Text
+ + + +

So far, we've had a great reception from each of the schools we’ve visited.  The students are thrilled to be getting out of the traditional classroom for an hour, but beyond that, they seem truly excited by the fact that some “outsiders” are interested enough to come to them where they live.   One thing that does not come as a surprise—but that is being proven over and over again—is that the students are just as receptive to new experiences as their teachers and administrators are.  There are some schools that welcome a non-traditional approach.  The students are primed for our creative style of learning and will carry an extraordinary amount away from the experience.  There are other schools that have invited us in but think that our visit is somewhat dangerous.  They feel that the students are not ready to process information presented in a unique way.  They feel that classroom time is so precious that any deviation from the normal schedule should be guarded carefully.  I appreciate their concerns because teachers are held accountable for test scores, and it must be difficult to think outside the box under that kind of constant pressure.

It is amazing, though, how one teacher’s attitude (either positive or negative) can truly influence the attitude of an entire school.  When there is a teacher who is engaged with the students and truly invested in their education (rather than just the benchmarks of their education), the classroom becomes a magical place where learning is exciting.  Students explore their imaginations and creativity….and it is exciting to be near.  We are inspired by what we are seeing in the schools.  Some are thriving under the leadership of visionaries.  Some need more work than we could have ever suspected.  This tour is less than a week old—and what we are learning is almost overwhelming.  I’m so thrilled to be on this ride.  I know that the journey is providing vital information that will aid us as we continue to shape TheatreSquared educational programs. 

 From the Valley Springs Teacher’s Pledge, on the wall in the cafeteria.


Arkansas Schools Tour 2011 - The Poe Show

Caden: The gray Chrysler Town and Country (which we have cleverly dubbed “The Raven” because that’s not an obvious joke) pulled into the Valley Springs school complex, and the first thing I saw pasted on the windows was a series of Edgar Allen Poe posters—or “Poe-sters” if you’re into wordplay (though I’m sure everyone else blogging here will make the same joke).  What struck me was not so much that the students had made them for our arrival, but that each one was detailed and intricate and had a definite theme that the student presented intelligently: the theme was “Poe Knows…” and each would end with another word, such as “Love” or “Necromancy” or “Death.”  Each poster was designed with that theme in mind: Love had hearts over Poe’s eyes; Haunted had several Poe portraits with the head or eyes missing from them.  Chilling, funny stuff.  My favorite combination.  


The mere fact that these high school students showed so much interest in this show and the works of Edgar Allen Poe conveys to me that these students are not only interested in and hungry for more knowledge but that they also know how to have fun with it.  This always seemed a mark of high intelligence to me.  It is apparent that the Valley Springs student body has teachers that not only care but are also willing to deviate from (what are in my experience) typical high school teaching methods in order to get kids interested in the subject matter and encourage them to form an original outlook on it.   The English teacher, Wes Whitaker, was not only insanely helpful with setup (including solving a last-minute technical problem) and urging his students to ask questions and participate in the workshops, but after seeing his classroom and having a few words with him, I realized he was also a teacher who would open student’s minds and encourage them to pursue interests that lie outside the norm.  I wouldn’t be doing what I’m doing today if it weren’t for a similar high school English teacher (looking at you, Thomas MacQueeney), who gave such assignments as writing  short stories, short plays, and short films, on top of all the reading we had to do.  I think the educational system works much better when teachers eliminate fear (of failure, of displeasing your elders) from the classroom and instead foster interest in whatever topics captivate the students.  More Wes Whitakers in the school system would lead to more wonderful students like the ones we performed for in Valley Springs.

+ + + +

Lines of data
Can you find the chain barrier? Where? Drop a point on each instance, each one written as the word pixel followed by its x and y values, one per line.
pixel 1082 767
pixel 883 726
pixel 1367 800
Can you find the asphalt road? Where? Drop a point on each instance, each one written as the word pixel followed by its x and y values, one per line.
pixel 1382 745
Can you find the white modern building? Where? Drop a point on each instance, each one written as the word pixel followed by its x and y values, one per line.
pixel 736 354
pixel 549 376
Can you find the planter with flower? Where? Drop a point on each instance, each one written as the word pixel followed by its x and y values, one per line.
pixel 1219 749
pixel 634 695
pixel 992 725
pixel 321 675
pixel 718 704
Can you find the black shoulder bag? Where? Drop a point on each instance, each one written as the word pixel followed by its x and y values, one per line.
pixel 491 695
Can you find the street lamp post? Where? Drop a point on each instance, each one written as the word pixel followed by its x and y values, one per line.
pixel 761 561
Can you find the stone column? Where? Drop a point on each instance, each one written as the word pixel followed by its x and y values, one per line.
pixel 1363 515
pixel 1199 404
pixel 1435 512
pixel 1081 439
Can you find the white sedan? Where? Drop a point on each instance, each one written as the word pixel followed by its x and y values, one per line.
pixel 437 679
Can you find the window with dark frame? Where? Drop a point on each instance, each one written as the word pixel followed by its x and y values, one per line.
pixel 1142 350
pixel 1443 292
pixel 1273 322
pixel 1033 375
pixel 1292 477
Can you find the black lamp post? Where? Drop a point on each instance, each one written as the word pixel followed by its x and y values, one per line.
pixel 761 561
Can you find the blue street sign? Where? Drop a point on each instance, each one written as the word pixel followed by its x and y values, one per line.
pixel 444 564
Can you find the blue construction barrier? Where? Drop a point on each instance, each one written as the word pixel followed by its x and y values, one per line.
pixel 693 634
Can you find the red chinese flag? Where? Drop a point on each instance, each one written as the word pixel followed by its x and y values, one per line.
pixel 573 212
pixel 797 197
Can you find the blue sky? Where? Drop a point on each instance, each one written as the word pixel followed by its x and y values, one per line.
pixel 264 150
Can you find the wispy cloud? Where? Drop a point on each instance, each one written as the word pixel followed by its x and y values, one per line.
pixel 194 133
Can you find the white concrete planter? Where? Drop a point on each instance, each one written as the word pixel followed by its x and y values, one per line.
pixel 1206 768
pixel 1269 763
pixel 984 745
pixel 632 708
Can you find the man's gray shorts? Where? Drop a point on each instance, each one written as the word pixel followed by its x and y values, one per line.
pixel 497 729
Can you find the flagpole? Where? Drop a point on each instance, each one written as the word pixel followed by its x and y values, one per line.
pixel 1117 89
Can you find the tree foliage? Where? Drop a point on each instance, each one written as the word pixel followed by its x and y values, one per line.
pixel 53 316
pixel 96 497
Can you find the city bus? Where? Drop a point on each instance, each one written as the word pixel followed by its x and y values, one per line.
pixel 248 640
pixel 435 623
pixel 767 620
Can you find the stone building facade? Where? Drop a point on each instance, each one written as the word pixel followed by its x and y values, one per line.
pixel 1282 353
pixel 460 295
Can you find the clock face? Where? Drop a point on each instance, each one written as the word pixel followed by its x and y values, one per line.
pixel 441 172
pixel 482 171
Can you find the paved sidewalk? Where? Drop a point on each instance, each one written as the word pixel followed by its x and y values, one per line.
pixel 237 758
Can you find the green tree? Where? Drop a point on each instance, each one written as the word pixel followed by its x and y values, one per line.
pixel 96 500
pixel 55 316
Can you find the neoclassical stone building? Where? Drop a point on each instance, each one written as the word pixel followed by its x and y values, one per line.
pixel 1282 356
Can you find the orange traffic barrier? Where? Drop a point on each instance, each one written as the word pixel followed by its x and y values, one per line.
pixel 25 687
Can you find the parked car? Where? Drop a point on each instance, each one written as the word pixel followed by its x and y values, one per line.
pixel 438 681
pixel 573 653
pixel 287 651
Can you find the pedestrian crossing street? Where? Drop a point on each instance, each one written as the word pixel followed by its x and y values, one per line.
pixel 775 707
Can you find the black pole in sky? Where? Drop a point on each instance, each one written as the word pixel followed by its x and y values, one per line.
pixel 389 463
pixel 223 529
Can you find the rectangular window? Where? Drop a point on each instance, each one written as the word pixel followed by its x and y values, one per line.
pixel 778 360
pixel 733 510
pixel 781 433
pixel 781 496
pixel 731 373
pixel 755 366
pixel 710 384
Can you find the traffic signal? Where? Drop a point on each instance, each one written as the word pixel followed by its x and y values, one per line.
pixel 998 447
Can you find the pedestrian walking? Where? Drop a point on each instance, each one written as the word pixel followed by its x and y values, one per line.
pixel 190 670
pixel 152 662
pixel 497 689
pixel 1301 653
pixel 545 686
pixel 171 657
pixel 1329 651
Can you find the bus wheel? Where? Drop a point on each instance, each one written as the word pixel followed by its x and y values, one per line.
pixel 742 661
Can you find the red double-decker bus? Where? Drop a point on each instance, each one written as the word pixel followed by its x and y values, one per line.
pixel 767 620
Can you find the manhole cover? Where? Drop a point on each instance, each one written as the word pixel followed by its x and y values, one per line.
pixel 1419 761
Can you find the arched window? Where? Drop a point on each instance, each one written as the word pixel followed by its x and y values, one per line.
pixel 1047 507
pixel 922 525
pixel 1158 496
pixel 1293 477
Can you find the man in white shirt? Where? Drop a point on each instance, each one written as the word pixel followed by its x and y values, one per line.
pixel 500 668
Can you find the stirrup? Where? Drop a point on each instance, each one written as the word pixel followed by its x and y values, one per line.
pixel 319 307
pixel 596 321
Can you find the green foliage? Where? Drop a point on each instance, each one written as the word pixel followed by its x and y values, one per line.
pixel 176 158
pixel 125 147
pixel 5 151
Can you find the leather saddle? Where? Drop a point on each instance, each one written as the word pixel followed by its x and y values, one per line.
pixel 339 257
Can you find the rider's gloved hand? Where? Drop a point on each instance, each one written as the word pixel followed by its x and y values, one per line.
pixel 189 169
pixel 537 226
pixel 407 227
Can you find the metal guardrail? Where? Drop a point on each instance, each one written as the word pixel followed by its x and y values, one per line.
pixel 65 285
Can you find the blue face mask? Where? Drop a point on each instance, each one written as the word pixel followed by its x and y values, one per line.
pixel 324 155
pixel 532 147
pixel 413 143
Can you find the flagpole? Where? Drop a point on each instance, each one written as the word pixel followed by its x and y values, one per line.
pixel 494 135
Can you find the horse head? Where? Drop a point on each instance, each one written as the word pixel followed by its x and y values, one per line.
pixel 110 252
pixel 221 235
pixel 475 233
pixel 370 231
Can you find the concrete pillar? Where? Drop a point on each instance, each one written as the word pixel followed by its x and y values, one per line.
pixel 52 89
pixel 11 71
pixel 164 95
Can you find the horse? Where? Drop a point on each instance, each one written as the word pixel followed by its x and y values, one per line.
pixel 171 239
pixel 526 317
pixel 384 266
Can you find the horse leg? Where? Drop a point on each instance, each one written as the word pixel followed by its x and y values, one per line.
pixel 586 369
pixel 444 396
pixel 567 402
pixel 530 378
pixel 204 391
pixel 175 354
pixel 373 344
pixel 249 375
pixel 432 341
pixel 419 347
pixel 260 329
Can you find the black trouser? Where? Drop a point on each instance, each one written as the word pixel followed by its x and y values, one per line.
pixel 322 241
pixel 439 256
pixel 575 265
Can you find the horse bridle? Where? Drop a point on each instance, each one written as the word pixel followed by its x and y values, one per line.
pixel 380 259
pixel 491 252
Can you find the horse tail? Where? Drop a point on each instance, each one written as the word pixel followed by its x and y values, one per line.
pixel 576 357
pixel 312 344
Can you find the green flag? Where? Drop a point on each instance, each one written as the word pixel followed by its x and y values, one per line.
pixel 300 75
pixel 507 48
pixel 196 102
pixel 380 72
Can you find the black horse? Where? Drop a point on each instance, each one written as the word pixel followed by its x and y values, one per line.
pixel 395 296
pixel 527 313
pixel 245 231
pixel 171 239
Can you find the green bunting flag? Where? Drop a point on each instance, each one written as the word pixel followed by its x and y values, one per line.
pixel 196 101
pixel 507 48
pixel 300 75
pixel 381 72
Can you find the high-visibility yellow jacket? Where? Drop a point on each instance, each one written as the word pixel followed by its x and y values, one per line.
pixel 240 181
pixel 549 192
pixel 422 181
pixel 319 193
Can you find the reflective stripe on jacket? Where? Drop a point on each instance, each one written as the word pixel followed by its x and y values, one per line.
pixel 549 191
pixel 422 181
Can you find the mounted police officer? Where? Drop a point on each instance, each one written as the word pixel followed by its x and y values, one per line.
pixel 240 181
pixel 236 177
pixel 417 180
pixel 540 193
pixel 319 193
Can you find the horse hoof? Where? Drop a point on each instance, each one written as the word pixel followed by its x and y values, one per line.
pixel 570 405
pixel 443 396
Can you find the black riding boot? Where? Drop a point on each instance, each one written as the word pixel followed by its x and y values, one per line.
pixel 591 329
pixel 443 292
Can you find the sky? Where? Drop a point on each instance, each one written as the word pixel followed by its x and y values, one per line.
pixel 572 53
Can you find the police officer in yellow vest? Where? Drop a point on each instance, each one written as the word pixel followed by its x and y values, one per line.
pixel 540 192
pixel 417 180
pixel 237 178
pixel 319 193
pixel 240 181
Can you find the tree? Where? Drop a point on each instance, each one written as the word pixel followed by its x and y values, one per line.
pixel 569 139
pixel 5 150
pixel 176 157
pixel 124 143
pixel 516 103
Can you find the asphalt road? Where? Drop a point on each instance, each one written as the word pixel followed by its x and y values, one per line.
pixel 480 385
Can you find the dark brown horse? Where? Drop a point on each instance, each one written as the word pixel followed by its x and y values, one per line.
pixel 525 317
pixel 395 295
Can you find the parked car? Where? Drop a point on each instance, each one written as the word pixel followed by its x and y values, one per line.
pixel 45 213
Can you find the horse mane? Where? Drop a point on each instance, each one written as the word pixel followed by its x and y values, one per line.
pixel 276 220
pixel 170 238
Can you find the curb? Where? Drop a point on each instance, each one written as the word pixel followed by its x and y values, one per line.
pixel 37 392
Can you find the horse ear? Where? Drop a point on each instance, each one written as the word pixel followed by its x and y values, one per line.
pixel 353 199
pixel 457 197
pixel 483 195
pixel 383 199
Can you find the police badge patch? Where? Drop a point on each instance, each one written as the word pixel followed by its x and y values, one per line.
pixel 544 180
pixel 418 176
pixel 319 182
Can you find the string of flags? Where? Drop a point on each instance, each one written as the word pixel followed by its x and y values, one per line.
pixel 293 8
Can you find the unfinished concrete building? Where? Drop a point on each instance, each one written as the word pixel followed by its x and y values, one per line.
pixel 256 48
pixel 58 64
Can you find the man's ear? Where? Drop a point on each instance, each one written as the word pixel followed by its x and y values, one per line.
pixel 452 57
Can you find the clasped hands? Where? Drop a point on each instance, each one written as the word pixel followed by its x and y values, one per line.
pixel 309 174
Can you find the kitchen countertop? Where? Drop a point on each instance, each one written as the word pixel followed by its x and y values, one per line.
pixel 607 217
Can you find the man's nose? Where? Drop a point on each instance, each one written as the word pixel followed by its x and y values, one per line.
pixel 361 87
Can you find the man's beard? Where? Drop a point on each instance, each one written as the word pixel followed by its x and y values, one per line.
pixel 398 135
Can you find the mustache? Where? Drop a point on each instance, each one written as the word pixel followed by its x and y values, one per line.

+ + + +

Set task 1
Retype the passage of the school tour blog that starts at "Caden: The gray" and ends at "My favorite combination.".
Set task 2
In the school tour blog, what nickname was given to the gray Chrysler Town and Country?

Expected output 1
Caden: The gray Chrysler Town and Country (which we have cleverly dubbed “The Raven” because that’s not an obvious joke) pulled into the Valley Springs school complex, and the first thing I saw pasted on the windows was a series of Edgar Allen Poe posters—or “Poe-sters” if you’re into wordplay (though I’m sure everyone else blogging here will make the same joke).  What struck me was not so much that the students had made them for our arrival, but that each one was detailed and intricate and had a definite theme that the student presented intelligently: the theme was “Poe Knows…” and each would end with another word, such as “Love” or “Necromancy” or “Death.”  Each poster was designed with that theme in mind: Love had hearts over Poe’s eyes; Haunted had several Poe portraits with the head or eyes missing from them.  Chilling, funny stuff.  My favorite combination.

Expected output 2
"The Raven."